- [Extract]
++++++++
Prospective practice owners and sellers alike are wondering how COVID-19 will impact professional practice values. And, while nobody knows what the future holds, we certainly can make reasonable predictions based on historical facts to help prospective buyers and sellers prepare for the upcoming practice transition market.
First, let’s explore the marketplace pre COVID-19.
Many significant factors came together to influence the practice transition market in recent years, and consequently, the values of dental and related specialty practices. “Corporate dentistry,” student debt, reduced fee insurance, historically low interest rates and changing generational priorities, plus many other factors, influenced a practice’s marketability and sales price.
Medium to large practices with consistent, dependable revenues generating strong net incomes were selling at higher multiples of revenue and net income than we had ever seen. Why? Young doctors, primarily concerned with servicing their often-oppressive student debt, were focused on finding associate positions that would support their personal income needs while satisfying their student debt obligations. These associate positions did not require a binding commitment and provided the young dentist a (perceived) low-risk stable income stream. To provide a dentist with this financially comfortable position, a practice ownership opportunity would need to provide income equal to or greater than what they were currently earning after servicing the debt of the acquisition. In addition, the opportunity must provide the confidence that practice revenues will continue as they have in the past with the potential for growth. The results are stable, consistent and dependable revenues with income greater than comparable associate positions commanded premium values.
Compounding the practice value premiums situation was the influx of private equity money focused on the same practices that were so attractive to individual buyers. And, because these practices were providing consistent, dependable income streams for the investors, values climbed higher and higher. For practices with inconsistent or declining revenues, they were considered higher risk and were often sold at discounts to practice norms. Thanks to the recession and increased student debt, a risk aversion in the buying population drove up values for low-risk practices and discounted practices with high-risk attributes.
++++++++
- [What the exercise asks]
Please list each factor the text on dental practice values names as influencing a practice's marketability and sales price before COVID-19.

- [Material provided]
++++++++
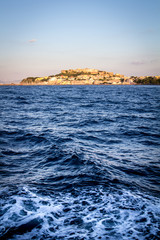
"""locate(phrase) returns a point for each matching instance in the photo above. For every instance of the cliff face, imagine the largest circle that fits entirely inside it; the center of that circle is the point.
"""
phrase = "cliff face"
++++++++
- [Written reply]
"Corporate dentistry," student debt, reduced fee insurance, historically low interest rates, changing generational priorities